### [REQUEST]
Write the next part of the mailing-list reply about duplicated escaped characters, starting right after its final sentence.

### [GIVEN PASSAGE]
—————

Subject: RE: Escaped characters being duplicated
From: "Michael Kay" <mike@xxxxxxxxxxxx>
Date: Tue, 11 Dec 2007 23:22:58 -0000
|
Perplexing indeed.
I'd be less surprised if the output came out as "&lt;" rather that
"<<". That's much more common, and could be caused by processing text
twice when it should only be processed once.
The conversion from "<" to "<" is done by the XML serializer. The fact
that you're using the Saxon XSLT processor doesn't necessarily mean that
you're using the Saxon serializer (the Saxon output could be sent to a DOM
which is then serialized using the DOM serializer); it would be a good idea
to find out what serializer is actually being used. The easiest way to find
out is to see whether the serialization is affected by xsl:output
declarations in the stylesheet.
How did you satisfy yourself that both the successful and the unsuccessful
runs are using Saxon 6.5.5? JAXP is a wonderful beast, and ensures that many
people are running a different XSLT processor from the one they thought they
were using.

—————

### [DATASET ENTRIES]
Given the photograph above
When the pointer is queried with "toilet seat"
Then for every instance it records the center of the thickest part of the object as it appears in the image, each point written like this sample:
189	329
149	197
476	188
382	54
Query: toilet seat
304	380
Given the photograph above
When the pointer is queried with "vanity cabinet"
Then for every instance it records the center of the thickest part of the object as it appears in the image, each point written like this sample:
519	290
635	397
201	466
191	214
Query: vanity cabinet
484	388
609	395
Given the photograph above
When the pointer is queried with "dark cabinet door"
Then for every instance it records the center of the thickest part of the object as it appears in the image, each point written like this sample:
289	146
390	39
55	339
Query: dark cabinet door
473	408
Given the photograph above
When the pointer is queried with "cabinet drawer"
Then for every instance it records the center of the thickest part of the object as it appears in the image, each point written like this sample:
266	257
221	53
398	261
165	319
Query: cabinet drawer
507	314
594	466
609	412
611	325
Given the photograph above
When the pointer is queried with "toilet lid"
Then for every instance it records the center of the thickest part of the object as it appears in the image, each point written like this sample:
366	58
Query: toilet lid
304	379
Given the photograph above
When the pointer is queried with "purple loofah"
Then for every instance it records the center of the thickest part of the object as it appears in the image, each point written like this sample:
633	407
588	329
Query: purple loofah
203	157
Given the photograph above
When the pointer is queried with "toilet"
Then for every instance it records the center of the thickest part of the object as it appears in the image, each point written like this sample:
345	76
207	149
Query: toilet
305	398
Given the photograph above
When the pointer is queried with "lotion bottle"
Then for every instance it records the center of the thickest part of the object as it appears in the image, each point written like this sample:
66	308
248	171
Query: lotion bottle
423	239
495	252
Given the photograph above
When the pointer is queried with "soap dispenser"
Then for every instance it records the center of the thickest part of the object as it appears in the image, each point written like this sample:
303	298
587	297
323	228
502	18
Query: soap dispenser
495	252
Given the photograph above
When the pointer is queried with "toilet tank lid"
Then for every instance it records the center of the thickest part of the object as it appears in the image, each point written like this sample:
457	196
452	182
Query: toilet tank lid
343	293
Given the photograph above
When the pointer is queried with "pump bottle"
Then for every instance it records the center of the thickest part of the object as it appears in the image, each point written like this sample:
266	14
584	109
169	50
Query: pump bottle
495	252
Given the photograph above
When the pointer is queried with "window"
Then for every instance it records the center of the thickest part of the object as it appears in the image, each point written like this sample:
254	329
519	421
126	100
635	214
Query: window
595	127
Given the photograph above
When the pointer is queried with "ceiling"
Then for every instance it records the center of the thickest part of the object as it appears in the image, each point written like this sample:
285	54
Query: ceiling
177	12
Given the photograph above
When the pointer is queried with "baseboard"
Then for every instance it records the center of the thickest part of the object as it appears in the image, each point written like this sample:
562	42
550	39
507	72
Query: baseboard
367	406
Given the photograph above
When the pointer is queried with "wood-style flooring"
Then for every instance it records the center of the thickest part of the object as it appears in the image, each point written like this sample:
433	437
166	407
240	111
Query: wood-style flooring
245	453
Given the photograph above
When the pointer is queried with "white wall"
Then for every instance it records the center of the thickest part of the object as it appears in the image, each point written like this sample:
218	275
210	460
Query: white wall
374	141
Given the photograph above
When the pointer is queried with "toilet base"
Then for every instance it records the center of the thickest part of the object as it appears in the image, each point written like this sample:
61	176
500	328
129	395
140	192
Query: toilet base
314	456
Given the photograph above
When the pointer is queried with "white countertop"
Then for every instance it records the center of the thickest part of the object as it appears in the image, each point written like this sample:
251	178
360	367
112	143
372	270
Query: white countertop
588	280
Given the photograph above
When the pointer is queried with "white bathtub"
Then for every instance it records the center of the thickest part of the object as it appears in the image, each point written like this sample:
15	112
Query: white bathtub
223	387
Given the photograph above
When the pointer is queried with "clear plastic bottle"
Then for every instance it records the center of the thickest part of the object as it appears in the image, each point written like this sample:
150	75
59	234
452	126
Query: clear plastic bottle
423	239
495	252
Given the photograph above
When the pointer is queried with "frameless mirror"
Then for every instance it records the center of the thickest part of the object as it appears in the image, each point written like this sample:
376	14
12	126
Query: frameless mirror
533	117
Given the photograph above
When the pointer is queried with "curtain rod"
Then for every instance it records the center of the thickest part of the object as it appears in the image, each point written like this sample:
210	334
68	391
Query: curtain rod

—————

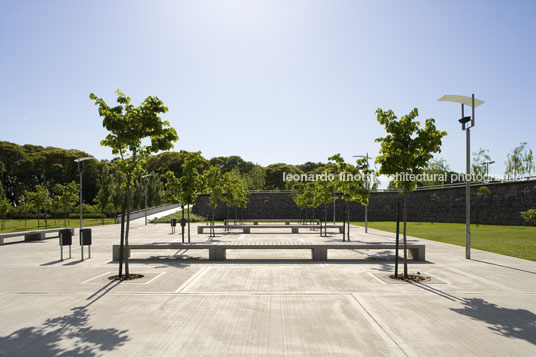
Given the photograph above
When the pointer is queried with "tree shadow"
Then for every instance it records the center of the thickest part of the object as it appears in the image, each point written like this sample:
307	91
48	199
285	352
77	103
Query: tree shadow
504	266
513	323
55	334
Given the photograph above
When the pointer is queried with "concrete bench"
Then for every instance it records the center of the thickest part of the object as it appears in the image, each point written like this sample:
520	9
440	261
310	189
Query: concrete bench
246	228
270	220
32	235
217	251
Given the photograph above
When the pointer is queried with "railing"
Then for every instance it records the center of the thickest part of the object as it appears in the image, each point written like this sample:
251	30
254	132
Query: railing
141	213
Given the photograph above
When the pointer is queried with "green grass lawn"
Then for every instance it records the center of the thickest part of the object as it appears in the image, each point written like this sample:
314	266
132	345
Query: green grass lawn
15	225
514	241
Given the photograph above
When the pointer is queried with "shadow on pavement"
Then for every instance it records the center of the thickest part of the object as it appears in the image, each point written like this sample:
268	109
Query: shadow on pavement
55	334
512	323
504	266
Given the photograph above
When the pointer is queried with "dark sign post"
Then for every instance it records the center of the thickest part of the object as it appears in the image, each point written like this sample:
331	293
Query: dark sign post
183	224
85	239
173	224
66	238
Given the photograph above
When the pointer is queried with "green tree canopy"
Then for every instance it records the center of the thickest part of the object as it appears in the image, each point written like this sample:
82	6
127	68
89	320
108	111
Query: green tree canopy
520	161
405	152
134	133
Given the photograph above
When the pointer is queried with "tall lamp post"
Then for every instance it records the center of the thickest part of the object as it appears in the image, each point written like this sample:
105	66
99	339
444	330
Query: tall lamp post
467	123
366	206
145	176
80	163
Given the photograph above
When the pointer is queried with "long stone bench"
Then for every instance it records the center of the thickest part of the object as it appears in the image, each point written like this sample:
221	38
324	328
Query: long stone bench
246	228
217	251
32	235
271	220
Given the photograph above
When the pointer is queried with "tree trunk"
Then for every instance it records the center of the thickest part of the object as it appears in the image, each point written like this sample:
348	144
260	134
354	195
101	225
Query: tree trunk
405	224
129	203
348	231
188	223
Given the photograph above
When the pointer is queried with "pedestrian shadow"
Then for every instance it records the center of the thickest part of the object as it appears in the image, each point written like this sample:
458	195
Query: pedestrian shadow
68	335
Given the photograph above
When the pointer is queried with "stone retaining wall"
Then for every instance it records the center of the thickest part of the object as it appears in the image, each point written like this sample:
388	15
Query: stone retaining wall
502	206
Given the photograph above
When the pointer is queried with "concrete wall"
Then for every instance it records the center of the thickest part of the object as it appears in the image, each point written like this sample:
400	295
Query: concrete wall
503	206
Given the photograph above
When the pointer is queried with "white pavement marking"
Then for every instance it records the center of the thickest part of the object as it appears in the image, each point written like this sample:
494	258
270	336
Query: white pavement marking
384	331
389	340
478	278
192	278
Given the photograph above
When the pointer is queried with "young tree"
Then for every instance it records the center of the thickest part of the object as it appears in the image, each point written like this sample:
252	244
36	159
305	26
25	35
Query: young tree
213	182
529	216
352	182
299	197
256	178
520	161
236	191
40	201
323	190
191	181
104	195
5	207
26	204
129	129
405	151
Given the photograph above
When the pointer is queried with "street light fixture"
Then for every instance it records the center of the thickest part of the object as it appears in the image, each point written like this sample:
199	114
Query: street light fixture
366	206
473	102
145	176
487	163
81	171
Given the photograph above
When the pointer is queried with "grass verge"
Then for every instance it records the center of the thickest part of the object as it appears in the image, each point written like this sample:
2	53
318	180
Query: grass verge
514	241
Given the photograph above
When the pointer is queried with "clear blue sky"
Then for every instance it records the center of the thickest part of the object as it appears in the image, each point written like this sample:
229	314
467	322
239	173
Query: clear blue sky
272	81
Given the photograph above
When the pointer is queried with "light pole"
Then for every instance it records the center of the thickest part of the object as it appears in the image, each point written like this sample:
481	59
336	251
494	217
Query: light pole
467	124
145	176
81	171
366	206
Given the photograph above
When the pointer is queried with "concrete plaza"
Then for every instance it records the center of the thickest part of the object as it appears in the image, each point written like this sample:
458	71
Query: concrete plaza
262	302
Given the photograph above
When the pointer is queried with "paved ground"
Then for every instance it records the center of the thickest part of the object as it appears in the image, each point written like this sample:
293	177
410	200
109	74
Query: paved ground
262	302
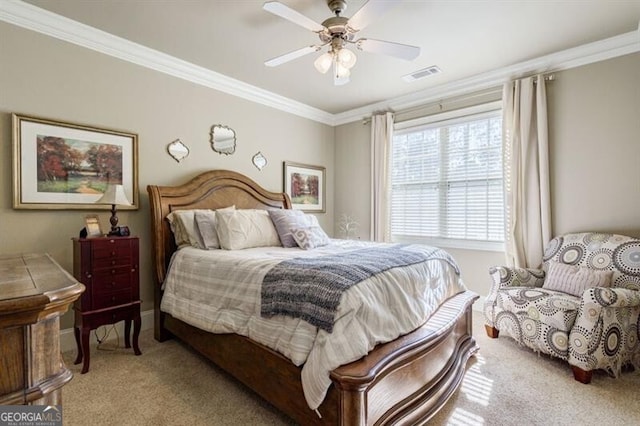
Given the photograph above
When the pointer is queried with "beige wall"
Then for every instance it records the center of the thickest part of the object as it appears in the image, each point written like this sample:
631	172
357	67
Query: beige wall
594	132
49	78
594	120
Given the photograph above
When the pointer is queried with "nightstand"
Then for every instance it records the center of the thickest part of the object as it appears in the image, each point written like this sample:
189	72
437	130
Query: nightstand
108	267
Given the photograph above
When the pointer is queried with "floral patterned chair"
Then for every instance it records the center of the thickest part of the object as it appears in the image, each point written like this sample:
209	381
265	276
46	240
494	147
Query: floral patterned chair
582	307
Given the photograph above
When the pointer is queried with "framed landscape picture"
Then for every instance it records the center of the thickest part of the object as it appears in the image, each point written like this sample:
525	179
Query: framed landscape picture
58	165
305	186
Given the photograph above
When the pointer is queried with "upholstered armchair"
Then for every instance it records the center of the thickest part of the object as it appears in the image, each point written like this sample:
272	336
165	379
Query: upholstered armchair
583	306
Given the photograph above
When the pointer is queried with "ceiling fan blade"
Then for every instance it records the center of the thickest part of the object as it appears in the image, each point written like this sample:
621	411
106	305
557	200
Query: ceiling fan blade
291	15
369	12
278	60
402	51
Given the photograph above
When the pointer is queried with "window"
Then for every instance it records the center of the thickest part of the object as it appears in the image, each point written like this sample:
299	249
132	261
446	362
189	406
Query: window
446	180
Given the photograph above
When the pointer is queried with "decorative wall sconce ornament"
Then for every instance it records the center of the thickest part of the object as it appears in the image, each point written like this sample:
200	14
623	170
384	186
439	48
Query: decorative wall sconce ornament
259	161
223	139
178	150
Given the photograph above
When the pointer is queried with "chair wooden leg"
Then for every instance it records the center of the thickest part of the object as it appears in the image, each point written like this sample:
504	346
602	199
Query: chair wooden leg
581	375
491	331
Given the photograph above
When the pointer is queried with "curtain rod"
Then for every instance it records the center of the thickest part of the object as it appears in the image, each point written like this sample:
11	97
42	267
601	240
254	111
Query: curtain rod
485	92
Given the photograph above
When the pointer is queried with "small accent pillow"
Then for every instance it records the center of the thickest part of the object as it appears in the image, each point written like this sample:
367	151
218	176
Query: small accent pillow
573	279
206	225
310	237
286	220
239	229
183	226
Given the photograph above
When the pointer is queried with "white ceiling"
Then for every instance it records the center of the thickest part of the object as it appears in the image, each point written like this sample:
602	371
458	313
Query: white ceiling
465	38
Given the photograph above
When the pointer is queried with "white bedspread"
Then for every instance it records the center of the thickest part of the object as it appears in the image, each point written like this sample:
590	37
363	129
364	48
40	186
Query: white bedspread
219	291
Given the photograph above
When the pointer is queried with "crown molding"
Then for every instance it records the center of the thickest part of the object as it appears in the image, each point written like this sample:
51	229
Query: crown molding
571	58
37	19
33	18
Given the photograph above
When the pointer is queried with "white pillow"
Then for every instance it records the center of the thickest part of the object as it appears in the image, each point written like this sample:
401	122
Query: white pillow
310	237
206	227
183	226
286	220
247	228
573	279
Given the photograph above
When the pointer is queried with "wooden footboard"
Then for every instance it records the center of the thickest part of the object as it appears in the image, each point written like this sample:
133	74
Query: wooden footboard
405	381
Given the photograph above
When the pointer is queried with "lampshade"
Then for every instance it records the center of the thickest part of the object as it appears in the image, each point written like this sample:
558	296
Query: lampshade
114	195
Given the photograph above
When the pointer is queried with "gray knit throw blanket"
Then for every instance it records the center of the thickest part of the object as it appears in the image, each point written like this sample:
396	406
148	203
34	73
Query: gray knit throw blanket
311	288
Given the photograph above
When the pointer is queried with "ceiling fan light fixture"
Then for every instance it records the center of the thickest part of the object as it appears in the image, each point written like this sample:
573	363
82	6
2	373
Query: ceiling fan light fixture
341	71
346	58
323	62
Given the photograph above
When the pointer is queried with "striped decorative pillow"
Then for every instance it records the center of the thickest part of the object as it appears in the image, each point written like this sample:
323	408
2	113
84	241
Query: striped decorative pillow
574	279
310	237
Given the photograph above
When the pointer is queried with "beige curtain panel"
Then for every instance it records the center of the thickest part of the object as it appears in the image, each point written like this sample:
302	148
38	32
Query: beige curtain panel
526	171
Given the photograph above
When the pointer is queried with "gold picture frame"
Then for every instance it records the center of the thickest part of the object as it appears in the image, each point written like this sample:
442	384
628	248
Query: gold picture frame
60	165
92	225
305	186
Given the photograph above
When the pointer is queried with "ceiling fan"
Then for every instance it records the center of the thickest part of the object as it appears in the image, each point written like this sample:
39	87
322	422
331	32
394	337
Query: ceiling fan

—————

### [WRITTEN RESPONSE]
Michael Kay
http://www.saxonica.com/
> -----Original Message-----
> From: Anderson, Paul [mailto:Paul.Anderson@xxxxxxxxxxxxx]
> Sent: 11 December 2007 23:07
> To: xsl-list@xxxxxxxxxxxxxxxxxxxxxx
> Subject: Escaped characters being duplicated
>
> Greetings All,
>
> We have a bunch of DITA XML content and we're using the
> open-source DITA Open Toolkit to transform it into a variety
> of outputs. The DITA Open Toolkit is a collection of Java
> classes, XSL stylesheets, and ANT scripts that transform the
> content and create the output.
>
> To shield our users from the command-line invocation of the
> publishing scripts, we deployed a simple web application
> running on Tomcat 5.5 that takes input from a JSP page and
> invokes the necessary ANT script to generate the desired
> output for the user. This methodology has been working quite
> nicely for nearly a year.
>
> Over that time, a few of our users are having a problem where
> characters escaped in the XML content (for example, angle
> brackets and ampersands) are duplicated in the output. For
> example, in the place of one angle-bracket (<), we end up
> with two or sometimes four escaped angle brackets (<<<<).
>
> I've been troubleshooting the problem and the duplication
> always appears in the output files generated by one of the
> XSL stylesheets in the DITA Open Toolkit. If the input file
> contained an escaped character, the output file contains two
> of those escaped characters. The most interesting discovery
> so far is this: For each user that has the problem, the
> problem goes away if they invoke the ANT script via the
> command line; the duplication only occurs when the ANT script
> is invoked from the JSP page running on Tomcat 5.5. Having
> said that, the problem only exists for a few users; most
> users never see this problem when they use the JSP page to
> invoke the ANT script and publish the exact same XML content.
>
> Perplexing.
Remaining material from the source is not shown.